Tasks to perform:
a - Retype the travel blog post from "And I changed" to "for vacation :-)", word for word.
b - According to the travel blog post, what gift did the writer bring for the Couchsurfing host in Valencia?

[START OF Text block]

I am on the road again!!! At least for the next couple of days due to I am having vacations.
Today I arrived in Valencia by blablacar where I do Couchsurfing. I was in Valencia last year before I went to Canada and loved the small and peaceful city.
What an amazing feeling when I arrived in the park here!
Yes, that is why I came back to Spain! Here I can feel it again. Here I can breath...
Short review since I am in Barcelona
I am living now for 4 month in Barcelona and lots of things happened since my post about how I felt in the beginning.
Meanwhile left my corner and stood up again. I changed a lot of things and so did the things around me change...
When I realized I couldn't just tell everyone how much I would miss Mexico but didn't change anything I remembered why I am here: I want to get started with my ideas and continue with the independency in sense of thinking and doing I got back on my journey.
Now I start from when I was 5 years old
Now it's like I start again from the time when I was 5 years old and free of doubts and prejudice but with an adult mind. The time before we get influenced by rules and norms which are in the beginning necessary to have a guideline.
In other words:
I start slowly to be my own boss and do it with things I love like Yoga, meditation and different seminars.
Therefore I checked out my possibilities, found a very lovely group of women, connected with them and feel inspired by them, took them as coaches and got started!
And I changed my apartment which turned out was one of the most relieving things since I am here. What a difference it is now!
Now I am living with a very sympathetic guy from Bolivia, we talk and laugh a lot, I bought plants for the terrace like mint and basil. Yes I feel very well there. Very positive energy. What a difference it is now. I realize how narrowed I felt before in my other apartment...
However, Barcelona is not and will probably never be my place to be. But I appreciate the opportunities I have here to try things out and also I appreciate a lot that I met very nice people and made new friends.
And now I am in Valencia for vacation :-)
Impressions in Valencia - start with difficulties
When I arrived in Valencia it was raining and lots of shops were closed even it was Monday. I went to my couchsurfing (CS) place which seemed to be further away than I thought. The guy seemed to be kind and I have even my own room which is great and not that usual. I brought him as gift Yogitea Chai Black and dark chocolate. My Bolivian roommate loves it.
My CS host even gave me a bike. Unfortunately it had a flat tire and my try to fill it with air at the petrol station wasn't successful... I walked 30 min to find a petrol station and 30 min back to walk the bike home. I was pissed off and swear in German.
Then I remembered that it wouldn't help at all and I decided to go to the park which I had in great memory.
I mean actually everything was great:
I have an accommodation for free and I am in Valencia!
Grounded and lightness
I walked for 30 min until I reached the beautiful park.
The feeling which came up was amazing....

[END OF Text block]
[START OF Stored data]

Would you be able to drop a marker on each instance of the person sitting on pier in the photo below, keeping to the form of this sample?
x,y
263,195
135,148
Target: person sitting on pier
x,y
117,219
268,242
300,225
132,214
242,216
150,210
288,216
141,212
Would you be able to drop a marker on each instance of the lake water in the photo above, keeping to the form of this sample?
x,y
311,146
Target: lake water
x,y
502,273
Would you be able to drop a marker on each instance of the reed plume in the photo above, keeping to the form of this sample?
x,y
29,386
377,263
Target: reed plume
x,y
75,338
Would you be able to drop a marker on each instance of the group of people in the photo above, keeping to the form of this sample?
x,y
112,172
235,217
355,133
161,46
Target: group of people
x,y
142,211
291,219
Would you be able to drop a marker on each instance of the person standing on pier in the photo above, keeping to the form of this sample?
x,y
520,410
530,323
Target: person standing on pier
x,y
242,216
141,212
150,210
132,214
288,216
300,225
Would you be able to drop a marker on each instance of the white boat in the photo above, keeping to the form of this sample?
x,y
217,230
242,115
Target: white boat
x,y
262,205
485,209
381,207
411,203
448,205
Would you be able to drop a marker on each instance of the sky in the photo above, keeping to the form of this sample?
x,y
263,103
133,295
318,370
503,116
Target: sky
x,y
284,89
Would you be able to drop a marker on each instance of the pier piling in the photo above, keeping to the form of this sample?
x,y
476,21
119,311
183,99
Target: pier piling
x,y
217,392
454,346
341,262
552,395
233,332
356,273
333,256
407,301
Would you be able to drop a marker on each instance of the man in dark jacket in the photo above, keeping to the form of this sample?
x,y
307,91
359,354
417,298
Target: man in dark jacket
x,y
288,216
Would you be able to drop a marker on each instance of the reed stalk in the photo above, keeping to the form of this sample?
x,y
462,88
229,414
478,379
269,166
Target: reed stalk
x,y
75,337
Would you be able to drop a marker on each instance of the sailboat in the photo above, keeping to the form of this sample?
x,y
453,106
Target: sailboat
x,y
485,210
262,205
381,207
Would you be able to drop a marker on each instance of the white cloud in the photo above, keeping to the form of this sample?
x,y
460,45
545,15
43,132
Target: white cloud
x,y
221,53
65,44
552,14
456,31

[END OF Stored data]

Task-by-task outputs:
a -
And I changed my apartment which turned out was one of the most relieving things since I am here. What a difference it is now!
Now I am living with a very sympathetic guy from Bolivia, we talk and laugh a lot, I bought plants for the terrace like mint and basil. Yes I feel very well there. Very positive energy. What a difference it is now. I realize how narrowed I felt before in my other apartment...
However, Barcelona is not and will probably never be my place to be. But I appreciate the opportunities I have here to try things out and also I appreciate a lot that I met very nice people and made new friends.
And now I am in Valencia for vacation :-)

b - Yogitea Chai Black and dark chocolate.